WHAT YOU HAVE TO DO: Transcribe the passage on neural cell migration research word for word, beginning at "The long-term research" and stopping after "for therapeutic purposes.".

DOCUMENT PASSAGE Block Start

The long-term research goals of John R. Henley, Ph.D., are to determine how cues in the microenvironment guide neural cell migration processes, the role of dysfunctional guidance mechanisms in disease and how to control chemotactic migration for therapeutic purposes.
Dr. Henley's lab utilizes cell biology, biochemistry, genetics, molecular biology and behavioral research. These approaches help to define the individual spatiotemporal signal transduction mechanisms by which the nerve growth cone at the tip of elongating axons detects extracellular guidance cues and dynamically regulates cellular effectors to control the direction of axon extension.
Cellular migration guided by extracellular cues in the microenvironment (chemotaxis) is a critical driver of embryonic development, wound healing and regeneration. It is also the pathogenesis underlying cancer invasion and metastasis. Numerous guidance cues and their cognate receptors have been identified in the nervous system. However, the downstream signal transduction events that polarize effector processes in the cell and mediate chemotactic migration remain largely unknown.
Recent advances of this National Institutes of Health-funded work provide molecular insights into how guidance cues elicit local Ca2+ and phosphoinositide signals in the growth cone. This, in turn, directs vesicle trafficking and polarizes the distribution of integrin-based substrate adhesions during chemotactic guidance in the developing nervous system.
- Transduction mechanisms mediated by nerve growth cone guidance
- Pathways controlling regeneration in the brain and spinal cord
- Mechanisms underlying invasion of glioblastoma multiforme
Significance to patient care
These projects demonstrate how modulating the activation state of integrin receptors can support axon regeneration, and how cues in the microenvironment drive the highly invasive nature of high-grade malignant brain tumors. The underlying premise is that a better understanding of how specific signaling pathways polarize effector processes to drive migration will point the way toward pharmacotherapeutic interventions to treat significant clinical problems. These include autism spectrum disorders, lack of regeneration in the nervous system and invasive brain tumors.

DOCUMENT PASSAGE Block End
DATASET CONTENT Block Start

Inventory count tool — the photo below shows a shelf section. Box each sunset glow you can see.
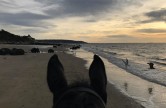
[0,0,166,43]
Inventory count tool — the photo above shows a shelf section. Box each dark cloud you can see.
[137,28,166,33]
[141,9,166,23]
[42,0,141,17]
[0,0,143,30]
[0,12,49,27]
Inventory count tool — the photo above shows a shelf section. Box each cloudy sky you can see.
[0,0,166,43]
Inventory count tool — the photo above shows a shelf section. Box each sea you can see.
[70,43,166,108]
[84,43,166,70]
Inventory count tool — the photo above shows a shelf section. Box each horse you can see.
[47,54,107,108]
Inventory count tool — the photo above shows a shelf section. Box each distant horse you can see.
[47,55,107,108]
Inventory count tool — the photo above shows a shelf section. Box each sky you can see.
[0,0,166,43]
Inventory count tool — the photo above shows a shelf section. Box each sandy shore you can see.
[0,45,143,108]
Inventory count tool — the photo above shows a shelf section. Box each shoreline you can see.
[0,46,143,108]
[84,46,166,87]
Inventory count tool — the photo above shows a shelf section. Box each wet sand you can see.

DATASET CONTENT Block End

EXPECTED ANSWER:
The long-term research goals of John R. Henley, Ph.D., are to determine how cues in the microenvironment guide neural cell migration processes, the role of dysfunctional guidance mechanisms in disease and how to control chemotactic migration for therapeutic purposes.